Text section -
=-=-=-=-=
However for some data sets the estimates of some edges by sampling have
standard deviations of over 0.06 implying that little more than
one decimal place of such an estimate may be usable.
Subsequently,
10 data sets were generated for the tree of three leaves,
(s1 (s2 s3)),
at each of 10%, 20% and 30% mutation per edge.
Averages over all edges and all 10 data sets of actual and estimated parameters
are shown for each level of mutation in
table 3 lines (b) to (d).
Sampling gives good estimates although
standard deviations of estimates rise with the mutation level.
At the same level of mutation per edge, the estimates from optimal alignment
are better for the three leaf tree than for the 8 leaf tree,
presumably because the former has fewer degrees of freedom
available for the maximisation of alignment probability.
The mutation level of 30% per edge is high and an optimal threeway alignment
typically fails to be an acceptable hypothesis by a margin of
30 to 60 bits.
The results also suggest that there may be a small bias in
the sampling program to overestimate P(indel) at high levels of mutation.
This possibility is being further investigated.
Transthyretin is a protein expressed in the brain.
It is also expressed in the liver of some animals.
Amongst other things, it is relevant to the evolution of birds,
reptiles and mammals (Schreiber et al 1992).
The cds sequences for transthyretin (Duan et al 1991)
from human, sheep, mouse, rat, chicken and
reptile (T.rugosa) were obtained from Genbank.
There is little doubt about the correct topology
of the evolutionary tree, which is shown
in figure 6
annotated with the estimates of the parameters
for each edge as averaged from sampling 1000 alignments.
There must be considerable pressure of selection on these sequences,
some relationships being close, and only the edge joining birds and
reptiles to mammals shows significant numbers of indels.
The standard deviations of estimates are low as the alignment is constrained.
An optimal alignment gives similar estimates.
Huggins et al (1992) constructed a tree of
chloramphenicol acetyltransferase (CAT) monomers from various bacteria.
Tests on five of the corresponding DNA sequences (Allison & Wallace 1994)
revealed an interesting possibility.
The tree (((CATQ CATB) (CATP CATD)) CCOLI) is weakly preferred
on the basis of the message length of an optimal alignment.
However, the tree ((CATQ CATB) ((CATP CCOLI) CATD)) is preferred
on the basis of the average message length of sampled alignments,
although the difference between the trees
is less than the sum of the standard deviations in message lengths.
This implies some uncertainty in the placing of CCOLI.
=-=-=-=-=
Records contained in a dataset -
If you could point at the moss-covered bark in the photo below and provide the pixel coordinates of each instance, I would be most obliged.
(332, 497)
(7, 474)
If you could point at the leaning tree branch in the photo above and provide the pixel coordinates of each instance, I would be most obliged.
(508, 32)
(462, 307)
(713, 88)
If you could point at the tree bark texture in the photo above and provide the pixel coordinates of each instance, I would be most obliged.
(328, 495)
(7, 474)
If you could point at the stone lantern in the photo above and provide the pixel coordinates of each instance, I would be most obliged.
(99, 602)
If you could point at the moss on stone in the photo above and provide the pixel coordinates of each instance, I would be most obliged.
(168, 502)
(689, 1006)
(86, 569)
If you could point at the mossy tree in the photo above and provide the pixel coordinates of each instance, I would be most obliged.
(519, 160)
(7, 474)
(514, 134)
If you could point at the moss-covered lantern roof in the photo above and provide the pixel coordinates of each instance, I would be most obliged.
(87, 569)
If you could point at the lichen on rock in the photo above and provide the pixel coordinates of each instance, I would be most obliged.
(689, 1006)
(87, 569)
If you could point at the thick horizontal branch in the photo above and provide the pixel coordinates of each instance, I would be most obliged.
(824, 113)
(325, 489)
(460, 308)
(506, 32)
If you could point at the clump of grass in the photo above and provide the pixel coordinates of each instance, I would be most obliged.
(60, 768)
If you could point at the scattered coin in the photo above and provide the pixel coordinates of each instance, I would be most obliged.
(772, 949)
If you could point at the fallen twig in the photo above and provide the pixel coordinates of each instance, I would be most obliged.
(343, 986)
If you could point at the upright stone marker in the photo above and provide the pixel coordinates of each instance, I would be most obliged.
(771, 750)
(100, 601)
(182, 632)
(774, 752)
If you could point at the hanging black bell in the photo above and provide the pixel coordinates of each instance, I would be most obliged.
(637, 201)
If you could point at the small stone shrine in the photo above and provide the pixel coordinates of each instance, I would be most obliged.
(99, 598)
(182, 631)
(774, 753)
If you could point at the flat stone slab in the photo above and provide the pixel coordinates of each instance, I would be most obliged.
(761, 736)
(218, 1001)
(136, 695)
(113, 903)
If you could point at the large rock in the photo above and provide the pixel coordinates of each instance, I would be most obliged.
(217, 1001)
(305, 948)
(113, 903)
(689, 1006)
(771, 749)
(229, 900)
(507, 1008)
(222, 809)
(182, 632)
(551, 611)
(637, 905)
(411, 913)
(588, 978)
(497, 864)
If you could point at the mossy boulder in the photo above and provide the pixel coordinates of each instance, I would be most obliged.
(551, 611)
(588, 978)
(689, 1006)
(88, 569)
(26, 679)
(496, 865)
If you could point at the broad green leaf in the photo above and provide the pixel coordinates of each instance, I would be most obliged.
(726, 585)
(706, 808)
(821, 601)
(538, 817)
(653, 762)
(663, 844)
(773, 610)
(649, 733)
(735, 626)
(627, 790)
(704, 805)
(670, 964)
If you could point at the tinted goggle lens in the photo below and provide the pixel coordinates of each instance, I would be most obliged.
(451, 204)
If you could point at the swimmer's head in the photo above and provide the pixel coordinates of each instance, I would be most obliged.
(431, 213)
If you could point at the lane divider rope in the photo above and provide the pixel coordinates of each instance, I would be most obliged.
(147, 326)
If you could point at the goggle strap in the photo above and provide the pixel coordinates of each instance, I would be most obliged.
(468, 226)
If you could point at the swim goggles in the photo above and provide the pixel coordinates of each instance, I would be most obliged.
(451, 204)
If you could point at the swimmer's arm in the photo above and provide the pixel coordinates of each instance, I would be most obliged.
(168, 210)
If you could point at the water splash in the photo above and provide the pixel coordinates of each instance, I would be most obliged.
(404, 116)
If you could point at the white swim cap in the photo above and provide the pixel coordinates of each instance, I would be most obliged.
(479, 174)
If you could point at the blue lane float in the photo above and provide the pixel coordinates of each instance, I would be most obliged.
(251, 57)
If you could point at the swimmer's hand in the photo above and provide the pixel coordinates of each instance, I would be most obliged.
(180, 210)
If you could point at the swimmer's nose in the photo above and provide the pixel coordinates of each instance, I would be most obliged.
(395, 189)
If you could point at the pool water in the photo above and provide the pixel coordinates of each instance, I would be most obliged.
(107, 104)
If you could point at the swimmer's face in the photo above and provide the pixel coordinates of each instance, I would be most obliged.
=-=-=-=-=
Exercise -
In the alignment text, reproduce the section beginning with "Sampling gives good" and ending after "in the brain.", swapping each "mutation level" for "mutation rate".

Answer space -
Sampling gives good estimates although
standard deviations of estimates rise with the mutation rate.
At the same level of mutation per edge, the estimates from optimal alignment
are better for the three leaf tree than for the 8 leaf tree,
presumably because the former has fewer degrees of freedom
available for the maximisation of alignment probability.
The mutation rate of 30% per edge is high and an optimal threeway alignment
typically fails to be an acceptable hypothesis by a margin of
30 to 60 bits.
The results also suggest that there may be a small bias in
the sampling program to overestimate P(indel) at high levels of mutation.
This possibility is being further investigated.
Transthyretin is a protein expressed in the brain.